* _TEXT UNDER STUDY_
--*--

The Future Postponed

Earlier this year MIT published “The Future Postponed“, a report examining different areas in which basic research could have profound economic significance.The authors of the report postulate that declining investment in basic research could lead to an innovation deficit in The United States, precipitating our decline as one of the biggest economic powerhouses of the world.

Some of these topics are very familiar; few doubt that robotics is going to be a major driver of trends in technology and economics, and that investing in robotics research will be a key maneuver for any country wanting to position itself as a technology leader. The same goes for supercomputing, space exploration, and cybersecurity.

Others are relatively unfamiliar. Research into catalysts — chemicals which quicken or facilitate other chemical processes — has the potential to revolutionize whole swathes of the global economy. The right catalysts could foster the development of artificial photosynthesis, better manufacturing of plastics, and processes for converting CO2 into energy, among many, many other advances. But the catalysts used today are crude by comparison to the ones found in the metabolic processes of living organisms. Some of the biggest efforts to understand these naturally-occurring catalysts are being made in China and Germany, not The United States.

Plant science is another arena overlooked even by those with an interest in the future. Simply put, food production and nutrient density need to increase significantly or billions of people are going to starve. This would have already occurred had it not been for the Green Revolution of the mid-20th century, but even deeper advances will be required to meet the demands of a rapidly expanding population. Basic research will hopefully allow for the creation of cereal crops with elevated nutrients like Vitamin A, as well as crops that are resistant to a panoply of diseases.

Funding basic research of this sort can be difficult, in part because it’s usually pretty expensive and because, by its very nature, it isn’t always clear what sort of payoff can be expected. But if the history of science has demonstrated anything, it’s that digging as far down into the bedrock of reality as possibly usually proves fruitful in the long run.

--*--

* _DATASET CONTENT_

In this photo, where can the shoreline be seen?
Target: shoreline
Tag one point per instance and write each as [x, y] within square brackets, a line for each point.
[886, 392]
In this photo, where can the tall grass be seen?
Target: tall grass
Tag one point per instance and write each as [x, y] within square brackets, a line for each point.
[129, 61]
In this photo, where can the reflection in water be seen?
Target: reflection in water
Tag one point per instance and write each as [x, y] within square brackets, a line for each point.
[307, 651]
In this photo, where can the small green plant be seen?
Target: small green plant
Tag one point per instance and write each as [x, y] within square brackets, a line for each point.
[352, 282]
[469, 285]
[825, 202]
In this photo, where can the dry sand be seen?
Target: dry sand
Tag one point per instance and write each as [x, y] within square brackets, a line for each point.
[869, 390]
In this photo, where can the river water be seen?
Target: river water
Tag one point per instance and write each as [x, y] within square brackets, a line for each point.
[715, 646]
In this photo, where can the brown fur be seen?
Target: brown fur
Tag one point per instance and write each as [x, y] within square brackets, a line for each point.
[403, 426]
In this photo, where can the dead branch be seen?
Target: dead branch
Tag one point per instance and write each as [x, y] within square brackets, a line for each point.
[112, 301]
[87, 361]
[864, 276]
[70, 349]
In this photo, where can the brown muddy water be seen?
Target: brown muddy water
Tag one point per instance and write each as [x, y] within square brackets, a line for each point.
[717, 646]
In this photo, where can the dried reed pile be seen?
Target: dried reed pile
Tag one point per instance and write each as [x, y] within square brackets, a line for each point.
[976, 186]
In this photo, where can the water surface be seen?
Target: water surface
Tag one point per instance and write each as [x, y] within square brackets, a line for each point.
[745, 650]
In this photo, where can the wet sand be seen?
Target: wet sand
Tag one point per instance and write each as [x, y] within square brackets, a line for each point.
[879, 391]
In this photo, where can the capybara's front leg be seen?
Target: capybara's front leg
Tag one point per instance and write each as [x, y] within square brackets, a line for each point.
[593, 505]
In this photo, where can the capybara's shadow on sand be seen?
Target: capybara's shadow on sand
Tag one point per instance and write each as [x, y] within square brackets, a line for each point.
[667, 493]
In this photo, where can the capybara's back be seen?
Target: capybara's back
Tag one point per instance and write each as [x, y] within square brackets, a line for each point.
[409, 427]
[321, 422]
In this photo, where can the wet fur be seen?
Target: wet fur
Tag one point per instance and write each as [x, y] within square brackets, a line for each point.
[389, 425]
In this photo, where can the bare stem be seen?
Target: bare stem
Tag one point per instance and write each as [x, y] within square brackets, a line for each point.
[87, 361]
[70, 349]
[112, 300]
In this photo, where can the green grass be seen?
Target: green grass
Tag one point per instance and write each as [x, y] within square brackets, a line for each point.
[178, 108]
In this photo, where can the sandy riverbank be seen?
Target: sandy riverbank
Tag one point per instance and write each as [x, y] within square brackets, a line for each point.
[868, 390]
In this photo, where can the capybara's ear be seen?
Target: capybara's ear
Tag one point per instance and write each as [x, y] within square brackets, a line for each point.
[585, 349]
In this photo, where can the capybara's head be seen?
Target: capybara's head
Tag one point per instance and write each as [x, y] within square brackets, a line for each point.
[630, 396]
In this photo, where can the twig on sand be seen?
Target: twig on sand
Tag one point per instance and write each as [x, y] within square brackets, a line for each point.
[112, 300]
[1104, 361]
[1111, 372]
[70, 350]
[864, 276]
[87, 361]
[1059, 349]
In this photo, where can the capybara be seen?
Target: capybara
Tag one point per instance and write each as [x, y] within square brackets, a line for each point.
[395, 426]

--*--

* _REQUIRED ACTIONS_
• A. From the passage on basic research, extract verbatim the part that opens with the words containing "Plant science is" and closes with "panoply of diseases.".
• B. According to the passage on basic research, in which countries are some of the biggest efforts to understand naturally-occurring catalysts being made?

* _RESULTS FOR EACH TASK_
• A.
Plant science is another arena overlooked even by those with an interest in the future. Simply put, food production and nutrient density need to increase significantly or billions of people are going to starve. This would have already occurred had it not been for the Green Revolution of the mid-20th century, but even deeper advances will be required to meet the demands of a rapidly expanding population. Basic research will hopefully allow for the creation of cereal crops with elevated nutrients like Vitamin A, as well as crops that are resistant to a panoply of diseases.

• B. China and Germany.